- Consegne dell'esercizio:
A) Nel testo su Anita Pittoni e i vestiti, perché lei ritiene importante che la vita interiore sia quanto più ricca? Rispondi in una o due frasi.
B) Scrivi il seguito del testo su Anita Pittoni e i suoi abiti, a partire dopo l'ultima frase riportata.

- Testo del documento:
◇ ◇ ◇ ◇ ◇ ◇ ◇
Per questo aveva il sacro rispetto per la produzione di un vestito, di un arazzo o qualche altro elemento di arredamento. Perchè sapeva che ci cambierà, nell’anima e nella carne e sentiva questa responsabilità. Così come gli spazi cambiano lo stato di coscienza, il sentire e il corpo di chi li vive. Uno spazio progettato miseramente e sgraziatamente evoca effetti analoghi nella vita di chi ne usufruisce; uno spazio progettato da un architetto classico o rinascimentale non solo ci comunica, ma anche ci porta in uno stato di benessere e armonia. Oppure come per un’altra esperienza artistica quale la musica che non solo è il prodotto dello stato d’animo e della vita interiore dell’artista che l’ha creata, ma che a sua volta provoca stati d’animo e modifiche nella vita interiore di chi l’ascolta, magari per generazioni.
Psicoterapia con i vestiti
Anita Pittoni è conscia di ciò e per questo sente l’importanza che ‘la nostra vita interiore sia quanto più ricca’ perché come conseguenza ‘l’arte sarà molto più intensa’. Questo aspetto è strettamente legato ad un elemento che la caratterizzava fortemente. È noto che i suoi capi di vestiario erano praticamente studiati ad hoc per la persona che li avrebbe indossati e tutto lascia intendere che una persona geniale, intuitiva e fattiva come lei non si limitasse ad eseguire i voleri del committente.
Facciamo un breve excursus nella psicoanalisi e affini per ritornare subito dopo ai vestiti. Un percorso analitico da un certo punto di vista non è che un processo di spoliazione delle sovrastrutture familiari, culturali e religiose (falso sè) che ricoprono il nostro vero essere (sè) affinchè questo possa esprimersi. In che modo avviene questo processo? Il terapeuta (il cui significato etimologico sarebbe “accompagnatore”) riconosce, rispecchia e amplifica i lati del cliente che non sono ancora “in luce”, ma che intuisce stanno bussando e premendo alla porta dell’identità per poterlo essere. Questo avviene cogliendo segnali che si presentano, ad esempio, nei sogni o nel linguaggio o in sintomi fisici ed aiutano la persona a fare spazio e ad incontrare questi aspetti di sé. La chiave di questo processo non è tanto intuire quali sono gli aspetti non vissuti quanto piuttosto capire quali tra questi sono quelli pronti, se incoraggiati e riconosciuti, ad essere incarnati. Anita Pittoni aveva la capacità di guardare al di là della forma, di non fermarsi al personaggio che una persona le proponeva, aveva anche quella cultura che è necessaria per riconoscere gli dei presenti dentro l’Olimpo di ogni persona e che ne rappresentano i diversi aspetti. Ed era perfettamente consapevole del potere che gli abiti hanno in quanto mezzo per cambiare stato di coscienza, come quando con l’ironia e la prospettiva che le erano solite e che sfiorano quasi la presa in giro commenta così una sua liseuse: “Se avete un disguido sentimentale, e mentre vorreste essere dolci non vi è possibile riuscirvi, provatevi ad indossare questa soave camicetta rosa guarnita di pizzo bianco. Essa avrà certamente un potere sul vostro spirito facendolo subito libero da ogni senso di rancore e inquietudine”. Oppure quando pubblica la lettera della pittrice Marina Pospisilova che a proposito di una sua vestaglia chiamata appunto Marina dice: “Quando una donna indossa questa vestaglia ha il senso di entrare per la prima volta nella propria vera pelle, dentro mi sento come una placida tigre soddisfatta”.
◇ ◇ ◇ ◇ ◇ ◇ ◇
- Dati forniti:
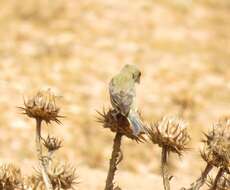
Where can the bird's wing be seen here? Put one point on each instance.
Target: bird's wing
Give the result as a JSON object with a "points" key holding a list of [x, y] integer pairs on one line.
{"points": [[121, 99]]}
◇ ◇ ◇ ◇ ◇ ◇ ◇
- Soluzioni:
A) Perché, come conseguenza, l'arte sarà molto più intensa.

B)
Così come Goethe diceva “se tratti una persona come potrebbe e dovrebbe diventare, questa persona diventerà come potrebbe e dovrebbe diventare”, nel caso di Anita Pittoni si potrebbe dire “se vesti una persona come potrebbe e dovrebbe diventare, questa persona diventerà come potrebbe e dovrebbe diventare”. Anche perché non è da sottovalutare il potere e la valenza sociale che un’abito prodotto da una persona come Anita Pittoni aveva nell’autorizzare un individuo ad essere in un certo modo.
Così come paghiamo un alto prezzo quando case e città vengono costruite da soli tecnici senza la partecipazione al progetto di persone che abbiano perlomeno avuto anche un’educazione artistica e di storia dell’arte, analogamente, dal momento che l’abito e la moda possono influenzare così profondamente il nostro modo di essere forse c’è da prestare attenzione alla scelta di chi deleghiamo ad accompagnare con i suoi vestiti i nostri ‘intimi movimenti’.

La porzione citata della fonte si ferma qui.